- _WHAT YOU NEED TO DO_:
Could you recast the data below as a JSON list of strings, starting at the line that contains "wall in the image above." and ending at the line that contains "0;0;1339;217", with one string per line and blank lines left out?

# Start of RECORDS SHOWN

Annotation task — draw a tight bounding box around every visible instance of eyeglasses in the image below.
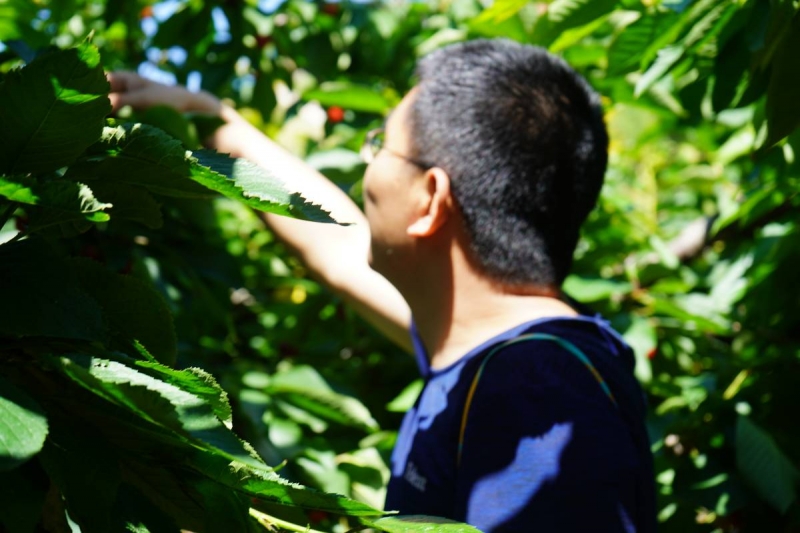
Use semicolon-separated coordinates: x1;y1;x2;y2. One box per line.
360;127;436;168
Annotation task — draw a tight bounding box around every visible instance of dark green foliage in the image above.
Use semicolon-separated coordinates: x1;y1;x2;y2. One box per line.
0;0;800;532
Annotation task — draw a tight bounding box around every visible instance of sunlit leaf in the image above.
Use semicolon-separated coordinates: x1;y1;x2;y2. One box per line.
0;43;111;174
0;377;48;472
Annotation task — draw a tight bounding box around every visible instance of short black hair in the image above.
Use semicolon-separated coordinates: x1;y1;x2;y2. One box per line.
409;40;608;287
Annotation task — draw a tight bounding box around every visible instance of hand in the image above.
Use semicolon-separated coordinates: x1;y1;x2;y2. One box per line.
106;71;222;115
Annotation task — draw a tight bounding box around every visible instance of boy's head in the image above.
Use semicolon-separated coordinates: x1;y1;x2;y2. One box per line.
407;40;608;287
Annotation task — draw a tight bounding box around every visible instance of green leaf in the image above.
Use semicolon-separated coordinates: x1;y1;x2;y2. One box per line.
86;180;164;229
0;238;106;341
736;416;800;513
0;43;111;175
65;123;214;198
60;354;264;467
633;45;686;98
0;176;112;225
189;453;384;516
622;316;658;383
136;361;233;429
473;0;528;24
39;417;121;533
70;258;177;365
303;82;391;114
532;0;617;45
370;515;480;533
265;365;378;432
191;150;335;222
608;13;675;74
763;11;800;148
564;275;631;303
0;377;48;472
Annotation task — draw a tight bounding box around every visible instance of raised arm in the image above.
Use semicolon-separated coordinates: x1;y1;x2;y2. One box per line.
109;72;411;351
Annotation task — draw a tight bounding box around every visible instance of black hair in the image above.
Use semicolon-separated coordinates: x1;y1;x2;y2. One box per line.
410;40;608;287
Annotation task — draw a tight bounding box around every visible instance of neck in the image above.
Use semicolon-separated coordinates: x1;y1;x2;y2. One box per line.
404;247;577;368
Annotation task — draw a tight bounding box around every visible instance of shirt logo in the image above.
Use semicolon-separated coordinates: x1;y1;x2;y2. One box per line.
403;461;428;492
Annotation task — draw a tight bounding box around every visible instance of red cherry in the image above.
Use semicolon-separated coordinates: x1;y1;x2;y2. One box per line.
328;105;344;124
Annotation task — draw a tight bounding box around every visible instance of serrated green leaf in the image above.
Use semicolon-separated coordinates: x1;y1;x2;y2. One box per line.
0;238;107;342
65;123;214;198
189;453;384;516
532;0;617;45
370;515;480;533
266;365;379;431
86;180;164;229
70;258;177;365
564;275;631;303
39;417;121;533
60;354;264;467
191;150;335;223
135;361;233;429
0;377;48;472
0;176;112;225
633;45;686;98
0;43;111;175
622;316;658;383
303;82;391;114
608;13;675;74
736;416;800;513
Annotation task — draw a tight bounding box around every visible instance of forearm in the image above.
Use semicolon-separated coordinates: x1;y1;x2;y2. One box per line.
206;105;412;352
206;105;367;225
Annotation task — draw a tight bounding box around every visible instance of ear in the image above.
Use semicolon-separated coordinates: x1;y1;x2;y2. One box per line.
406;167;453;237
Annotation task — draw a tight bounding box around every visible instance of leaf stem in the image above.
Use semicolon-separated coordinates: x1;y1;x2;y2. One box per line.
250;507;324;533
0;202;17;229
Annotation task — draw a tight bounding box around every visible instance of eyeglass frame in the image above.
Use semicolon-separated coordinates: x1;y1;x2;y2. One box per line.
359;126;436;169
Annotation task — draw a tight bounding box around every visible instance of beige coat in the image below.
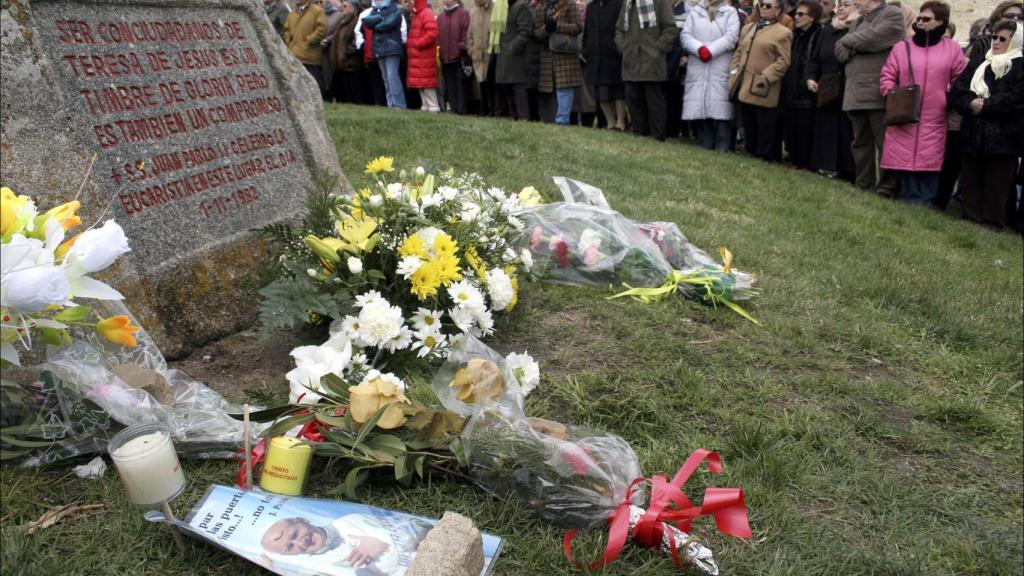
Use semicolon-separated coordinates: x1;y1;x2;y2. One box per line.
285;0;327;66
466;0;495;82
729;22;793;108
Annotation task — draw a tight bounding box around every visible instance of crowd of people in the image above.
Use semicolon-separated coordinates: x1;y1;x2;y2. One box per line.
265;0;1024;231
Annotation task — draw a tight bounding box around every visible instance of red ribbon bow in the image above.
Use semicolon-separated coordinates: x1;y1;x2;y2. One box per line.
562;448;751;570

# End of RECORDS SHOWN
# Start of RECORDS SHOWN

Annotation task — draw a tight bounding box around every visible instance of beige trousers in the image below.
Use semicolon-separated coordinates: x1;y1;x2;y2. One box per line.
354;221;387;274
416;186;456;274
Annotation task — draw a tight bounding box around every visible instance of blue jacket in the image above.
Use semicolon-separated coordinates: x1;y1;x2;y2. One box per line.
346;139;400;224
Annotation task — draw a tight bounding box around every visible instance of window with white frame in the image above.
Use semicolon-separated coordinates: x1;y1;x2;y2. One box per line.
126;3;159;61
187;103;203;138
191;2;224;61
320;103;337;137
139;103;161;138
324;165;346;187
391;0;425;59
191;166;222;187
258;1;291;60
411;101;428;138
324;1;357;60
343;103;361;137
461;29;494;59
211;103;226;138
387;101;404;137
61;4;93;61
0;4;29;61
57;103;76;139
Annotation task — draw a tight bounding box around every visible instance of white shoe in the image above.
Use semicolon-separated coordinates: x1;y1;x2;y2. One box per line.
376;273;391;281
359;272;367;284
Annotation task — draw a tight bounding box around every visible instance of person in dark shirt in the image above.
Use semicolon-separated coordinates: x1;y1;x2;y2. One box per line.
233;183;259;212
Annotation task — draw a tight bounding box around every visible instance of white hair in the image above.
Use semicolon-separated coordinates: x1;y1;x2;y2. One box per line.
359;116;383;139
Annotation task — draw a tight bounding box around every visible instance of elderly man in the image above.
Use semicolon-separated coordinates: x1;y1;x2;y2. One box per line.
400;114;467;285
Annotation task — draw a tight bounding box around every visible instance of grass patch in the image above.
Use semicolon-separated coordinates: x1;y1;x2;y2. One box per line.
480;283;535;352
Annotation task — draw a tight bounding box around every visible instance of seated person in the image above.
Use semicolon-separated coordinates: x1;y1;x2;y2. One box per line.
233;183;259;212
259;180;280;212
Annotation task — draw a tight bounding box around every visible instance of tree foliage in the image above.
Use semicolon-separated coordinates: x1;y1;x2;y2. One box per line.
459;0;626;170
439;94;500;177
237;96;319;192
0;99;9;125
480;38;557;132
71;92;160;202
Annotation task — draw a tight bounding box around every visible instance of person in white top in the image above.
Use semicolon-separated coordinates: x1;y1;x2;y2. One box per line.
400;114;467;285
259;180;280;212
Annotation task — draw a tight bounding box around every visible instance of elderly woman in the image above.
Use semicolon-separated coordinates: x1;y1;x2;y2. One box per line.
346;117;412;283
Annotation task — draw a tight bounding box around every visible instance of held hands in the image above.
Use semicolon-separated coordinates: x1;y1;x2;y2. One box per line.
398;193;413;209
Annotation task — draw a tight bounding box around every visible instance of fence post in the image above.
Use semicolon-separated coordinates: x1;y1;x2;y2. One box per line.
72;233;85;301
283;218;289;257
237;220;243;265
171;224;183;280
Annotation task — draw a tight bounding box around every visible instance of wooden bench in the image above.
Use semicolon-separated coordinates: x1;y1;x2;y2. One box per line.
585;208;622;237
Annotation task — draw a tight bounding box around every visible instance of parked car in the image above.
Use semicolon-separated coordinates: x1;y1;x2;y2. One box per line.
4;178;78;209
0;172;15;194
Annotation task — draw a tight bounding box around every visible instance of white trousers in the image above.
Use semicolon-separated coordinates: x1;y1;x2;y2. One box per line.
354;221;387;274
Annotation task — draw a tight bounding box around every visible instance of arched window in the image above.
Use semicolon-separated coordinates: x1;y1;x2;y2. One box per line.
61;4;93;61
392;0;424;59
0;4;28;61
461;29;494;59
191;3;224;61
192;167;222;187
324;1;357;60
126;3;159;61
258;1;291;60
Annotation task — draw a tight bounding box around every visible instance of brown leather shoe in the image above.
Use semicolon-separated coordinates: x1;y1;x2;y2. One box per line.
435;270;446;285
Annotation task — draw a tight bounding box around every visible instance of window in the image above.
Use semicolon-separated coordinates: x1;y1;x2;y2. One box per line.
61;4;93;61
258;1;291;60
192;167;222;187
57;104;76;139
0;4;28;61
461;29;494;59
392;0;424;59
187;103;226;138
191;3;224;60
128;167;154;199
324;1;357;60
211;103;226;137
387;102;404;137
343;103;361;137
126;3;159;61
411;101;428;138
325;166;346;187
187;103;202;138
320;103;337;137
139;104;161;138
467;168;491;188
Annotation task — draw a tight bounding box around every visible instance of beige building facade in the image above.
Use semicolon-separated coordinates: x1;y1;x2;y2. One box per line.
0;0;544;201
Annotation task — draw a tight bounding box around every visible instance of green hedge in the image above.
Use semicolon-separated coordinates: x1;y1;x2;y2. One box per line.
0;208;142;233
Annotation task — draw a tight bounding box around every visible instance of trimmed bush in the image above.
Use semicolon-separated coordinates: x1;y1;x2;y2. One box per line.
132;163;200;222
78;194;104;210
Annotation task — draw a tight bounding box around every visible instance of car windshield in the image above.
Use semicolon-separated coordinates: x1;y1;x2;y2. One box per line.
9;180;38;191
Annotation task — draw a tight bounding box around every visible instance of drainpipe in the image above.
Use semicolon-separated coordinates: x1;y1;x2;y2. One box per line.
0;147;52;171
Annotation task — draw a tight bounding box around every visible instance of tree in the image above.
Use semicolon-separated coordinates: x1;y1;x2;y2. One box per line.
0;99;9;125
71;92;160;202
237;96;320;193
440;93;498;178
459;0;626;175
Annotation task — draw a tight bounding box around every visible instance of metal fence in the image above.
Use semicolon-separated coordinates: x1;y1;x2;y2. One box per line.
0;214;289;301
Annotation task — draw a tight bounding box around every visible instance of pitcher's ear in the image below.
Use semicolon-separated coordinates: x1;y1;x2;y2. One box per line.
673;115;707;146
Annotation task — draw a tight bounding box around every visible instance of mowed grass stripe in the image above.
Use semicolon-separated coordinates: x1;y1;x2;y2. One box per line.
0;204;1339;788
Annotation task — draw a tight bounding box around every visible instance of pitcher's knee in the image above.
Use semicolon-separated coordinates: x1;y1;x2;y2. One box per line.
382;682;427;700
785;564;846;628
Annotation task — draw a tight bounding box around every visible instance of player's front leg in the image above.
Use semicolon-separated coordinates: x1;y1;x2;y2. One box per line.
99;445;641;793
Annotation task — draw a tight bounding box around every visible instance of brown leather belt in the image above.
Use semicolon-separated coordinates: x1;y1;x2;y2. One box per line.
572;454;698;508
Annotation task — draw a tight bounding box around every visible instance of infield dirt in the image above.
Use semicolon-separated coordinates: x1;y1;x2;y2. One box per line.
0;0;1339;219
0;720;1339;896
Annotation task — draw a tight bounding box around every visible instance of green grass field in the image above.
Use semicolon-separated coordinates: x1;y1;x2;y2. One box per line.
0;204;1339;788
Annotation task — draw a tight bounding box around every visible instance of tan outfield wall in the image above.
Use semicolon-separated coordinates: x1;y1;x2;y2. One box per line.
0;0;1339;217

# End of RECORDS SHOWN

- _RESULT_:
[
  "Annotation task — draw a tight bounding box around every visible instance of tan outfield wall in the image above.",
  "Use semicolon-separated coordinates: x1;y1;x2;y2. One box per line.",
  "0;0;1339;217"
]